— Start of Information given —
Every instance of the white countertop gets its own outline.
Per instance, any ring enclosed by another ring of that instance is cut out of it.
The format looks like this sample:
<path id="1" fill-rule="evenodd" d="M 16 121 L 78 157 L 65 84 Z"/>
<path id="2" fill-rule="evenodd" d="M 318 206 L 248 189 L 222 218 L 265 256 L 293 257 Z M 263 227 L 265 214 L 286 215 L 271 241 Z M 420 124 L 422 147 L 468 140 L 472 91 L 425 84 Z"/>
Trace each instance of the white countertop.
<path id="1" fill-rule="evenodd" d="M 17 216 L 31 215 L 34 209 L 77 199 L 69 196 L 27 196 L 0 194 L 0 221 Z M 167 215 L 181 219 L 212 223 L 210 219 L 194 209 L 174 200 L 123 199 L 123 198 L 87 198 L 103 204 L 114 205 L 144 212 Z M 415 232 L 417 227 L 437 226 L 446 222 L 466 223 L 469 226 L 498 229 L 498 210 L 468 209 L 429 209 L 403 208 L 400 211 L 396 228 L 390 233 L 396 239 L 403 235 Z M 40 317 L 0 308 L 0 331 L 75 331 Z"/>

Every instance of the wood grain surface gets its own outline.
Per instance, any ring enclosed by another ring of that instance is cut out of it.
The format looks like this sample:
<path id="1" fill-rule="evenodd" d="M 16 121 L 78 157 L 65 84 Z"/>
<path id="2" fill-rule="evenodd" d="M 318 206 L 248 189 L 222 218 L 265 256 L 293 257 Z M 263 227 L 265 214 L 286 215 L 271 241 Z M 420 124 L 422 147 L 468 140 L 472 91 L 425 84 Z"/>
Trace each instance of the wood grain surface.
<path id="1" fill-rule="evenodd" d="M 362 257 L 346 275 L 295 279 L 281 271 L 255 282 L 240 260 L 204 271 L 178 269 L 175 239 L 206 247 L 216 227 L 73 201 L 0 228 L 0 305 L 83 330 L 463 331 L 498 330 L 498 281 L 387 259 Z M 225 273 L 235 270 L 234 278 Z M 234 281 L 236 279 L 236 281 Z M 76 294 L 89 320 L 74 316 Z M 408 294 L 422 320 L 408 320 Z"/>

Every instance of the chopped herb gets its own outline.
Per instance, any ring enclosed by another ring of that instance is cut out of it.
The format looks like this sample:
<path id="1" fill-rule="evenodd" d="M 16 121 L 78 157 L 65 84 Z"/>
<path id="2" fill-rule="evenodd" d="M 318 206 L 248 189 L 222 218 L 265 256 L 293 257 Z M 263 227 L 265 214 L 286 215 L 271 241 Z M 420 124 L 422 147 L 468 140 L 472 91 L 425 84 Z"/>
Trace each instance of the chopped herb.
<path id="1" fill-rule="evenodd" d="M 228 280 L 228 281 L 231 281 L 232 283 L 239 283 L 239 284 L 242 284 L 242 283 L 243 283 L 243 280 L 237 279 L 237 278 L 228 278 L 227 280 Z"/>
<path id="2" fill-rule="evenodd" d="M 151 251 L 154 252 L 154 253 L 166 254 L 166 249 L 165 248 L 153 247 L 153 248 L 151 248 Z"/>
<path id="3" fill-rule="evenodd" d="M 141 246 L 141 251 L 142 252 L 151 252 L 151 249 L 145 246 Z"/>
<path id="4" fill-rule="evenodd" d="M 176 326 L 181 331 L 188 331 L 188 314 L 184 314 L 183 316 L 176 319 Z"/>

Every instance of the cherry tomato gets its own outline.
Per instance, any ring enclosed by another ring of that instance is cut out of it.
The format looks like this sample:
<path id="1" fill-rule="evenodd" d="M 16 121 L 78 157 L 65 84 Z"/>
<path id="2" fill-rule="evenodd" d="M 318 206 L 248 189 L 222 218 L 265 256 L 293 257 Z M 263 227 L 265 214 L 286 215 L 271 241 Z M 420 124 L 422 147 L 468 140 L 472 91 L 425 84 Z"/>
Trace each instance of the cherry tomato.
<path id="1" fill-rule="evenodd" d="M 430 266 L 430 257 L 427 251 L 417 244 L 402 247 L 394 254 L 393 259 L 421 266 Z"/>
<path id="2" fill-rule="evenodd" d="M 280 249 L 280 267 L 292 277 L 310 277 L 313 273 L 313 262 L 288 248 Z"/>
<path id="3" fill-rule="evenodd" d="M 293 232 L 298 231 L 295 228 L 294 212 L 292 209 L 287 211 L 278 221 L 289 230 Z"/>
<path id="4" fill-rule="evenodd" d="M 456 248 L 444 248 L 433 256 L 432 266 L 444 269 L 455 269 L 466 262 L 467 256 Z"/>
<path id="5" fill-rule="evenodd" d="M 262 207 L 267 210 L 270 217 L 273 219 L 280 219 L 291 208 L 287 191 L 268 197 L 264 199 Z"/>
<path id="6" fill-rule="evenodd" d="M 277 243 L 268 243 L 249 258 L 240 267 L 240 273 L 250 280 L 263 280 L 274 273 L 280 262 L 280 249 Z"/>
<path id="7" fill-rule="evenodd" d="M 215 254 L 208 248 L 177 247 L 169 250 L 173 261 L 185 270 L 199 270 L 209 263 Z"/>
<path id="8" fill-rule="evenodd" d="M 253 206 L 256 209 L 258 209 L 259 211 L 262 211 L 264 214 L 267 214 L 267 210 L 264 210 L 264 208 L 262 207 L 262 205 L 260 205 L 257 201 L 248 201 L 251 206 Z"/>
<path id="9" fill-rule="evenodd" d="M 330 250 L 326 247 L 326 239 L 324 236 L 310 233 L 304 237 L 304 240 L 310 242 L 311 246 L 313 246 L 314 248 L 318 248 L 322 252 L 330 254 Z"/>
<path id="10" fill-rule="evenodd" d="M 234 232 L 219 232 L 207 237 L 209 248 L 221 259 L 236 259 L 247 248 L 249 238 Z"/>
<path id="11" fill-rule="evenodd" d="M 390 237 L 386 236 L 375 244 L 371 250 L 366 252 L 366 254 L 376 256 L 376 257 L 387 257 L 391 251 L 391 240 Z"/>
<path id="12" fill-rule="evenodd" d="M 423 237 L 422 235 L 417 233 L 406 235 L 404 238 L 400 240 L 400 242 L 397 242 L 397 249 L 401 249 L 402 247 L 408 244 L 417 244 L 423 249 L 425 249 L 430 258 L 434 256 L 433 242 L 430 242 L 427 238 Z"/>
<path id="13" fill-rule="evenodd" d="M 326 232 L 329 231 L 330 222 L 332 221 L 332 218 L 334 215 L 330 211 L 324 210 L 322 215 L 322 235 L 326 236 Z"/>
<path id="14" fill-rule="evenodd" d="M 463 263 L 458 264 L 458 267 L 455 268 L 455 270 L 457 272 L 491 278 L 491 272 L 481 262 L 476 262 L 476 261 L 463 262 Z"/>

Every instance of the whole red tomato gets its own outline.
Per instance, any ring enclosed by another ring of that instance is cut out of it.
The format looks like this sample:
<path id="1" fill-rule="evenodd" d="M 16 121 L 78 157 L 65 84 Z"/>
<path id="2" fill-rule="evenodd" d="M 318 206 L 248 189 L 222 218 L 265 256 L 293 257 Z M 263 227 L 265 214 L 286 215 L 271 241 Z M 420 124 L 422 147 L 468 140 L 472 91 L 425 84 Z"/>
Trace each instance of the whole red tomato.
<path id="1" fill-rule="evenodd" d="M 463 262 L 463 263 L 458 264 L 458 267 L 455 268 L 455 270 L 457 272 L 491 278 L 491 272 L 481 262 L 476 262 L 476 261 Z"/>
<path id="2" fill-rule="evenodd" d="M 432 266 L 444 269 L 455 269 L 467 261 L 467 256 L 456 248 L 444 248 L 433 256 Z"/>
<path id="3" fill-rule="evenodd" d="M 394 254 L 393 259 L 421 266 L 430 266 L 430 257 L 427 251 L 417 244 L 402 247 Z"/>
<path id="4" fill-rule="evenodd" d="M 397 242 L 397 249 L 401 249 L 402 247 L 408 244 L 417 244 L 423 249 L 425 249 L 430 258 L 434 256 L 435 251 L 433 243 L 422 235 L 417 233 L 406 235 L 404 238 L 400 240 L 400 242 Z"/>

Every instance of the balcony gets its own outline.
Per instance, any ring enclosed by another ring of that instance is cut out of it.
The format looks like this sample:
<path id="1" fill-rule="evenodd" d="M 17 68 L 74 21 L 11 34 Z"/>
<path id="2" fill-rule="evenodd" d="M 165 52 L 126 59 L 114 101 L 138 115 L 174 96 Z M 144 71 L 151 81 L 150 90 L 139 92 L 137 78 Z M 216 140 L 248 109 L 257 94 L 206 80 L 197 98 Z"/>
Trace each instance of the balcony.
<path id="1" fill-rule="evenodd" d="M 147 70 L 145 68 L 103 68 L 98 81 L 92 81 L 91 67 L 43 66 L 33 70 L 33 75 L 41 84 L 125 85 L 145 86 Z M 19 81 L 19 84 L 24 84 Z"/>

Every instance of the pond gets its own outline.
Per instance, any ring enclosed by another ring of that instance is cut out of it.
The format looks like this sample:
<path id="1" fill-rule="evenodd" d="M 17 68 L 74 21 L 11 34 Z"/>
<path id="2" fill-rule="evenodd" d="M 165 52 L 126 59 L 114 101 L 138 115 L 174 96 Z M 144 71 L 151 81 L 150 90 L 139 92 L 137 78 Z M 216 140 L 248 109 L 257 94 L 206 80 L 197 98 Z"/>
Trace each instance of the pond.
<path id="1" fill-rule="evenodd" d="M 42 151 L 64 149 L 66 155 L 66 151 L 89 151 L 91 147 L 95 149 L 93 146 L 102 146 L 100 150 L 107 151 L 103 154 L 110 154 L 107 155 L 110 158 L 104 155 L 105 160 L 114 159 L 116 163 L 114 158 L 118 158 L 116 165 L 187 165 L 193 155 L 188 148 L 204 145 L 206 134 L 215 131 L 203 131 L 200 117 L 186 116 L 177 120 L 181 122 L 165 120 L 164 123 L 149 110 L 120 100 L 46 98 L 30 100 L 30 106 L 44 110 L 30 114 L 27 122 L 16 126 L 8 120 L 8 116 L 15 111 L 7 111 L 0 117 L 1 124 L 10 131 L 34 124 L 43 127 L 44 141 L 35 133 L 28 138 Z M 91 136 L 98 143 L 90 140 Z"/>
— End of Information given —
→ What is asked
Please reproduce, word for word, the part of the material above that opens with the line containing "Every instance of the wood" and closes with the line containing "362 257 L 346", including both of those lines.

→ Solution for this task
Every instance of the wood grain surface gets its own outline.
Per instance, any ring enclosed by another ring of that instance is cut out of it.
The format looks like this sample:
<path id="1" fill-rule="evenodd" d="M 16 121 L 78 157 L 65 84 Z"/>
<path id="2" fill-rule="evenodd" d="M 318 206 L 248 189 L 222 218 L 265 256 L 293 257 Z M 263 227 L 265 214 L 286 215 L 271 241 Z M 420 124 L 422 147 L 468 140 L 472 91 L 425 84 Z"/>
Trace each instance of the wood grain surface.
<path id="1" fill-rule="evenodd" d="M 362 257 L 346 275 L 295 279 L 281 271 L 255 282 L 240 260 L 204 271 L 178 269 L 175 239 L 206 247 L 216 227 L 73 201 L 0 228 L 0 305 L 83 330 L 463 331 L 498 330 L 498 281 L 387 259 Z M 225 273 L 235 270 L 234 278 Z M 234 281 L 236 279 L 236 281 Z M 76 294 L 89 320 L 74 316 Z M 408 294 L 422 320 L 408 320 Z"/>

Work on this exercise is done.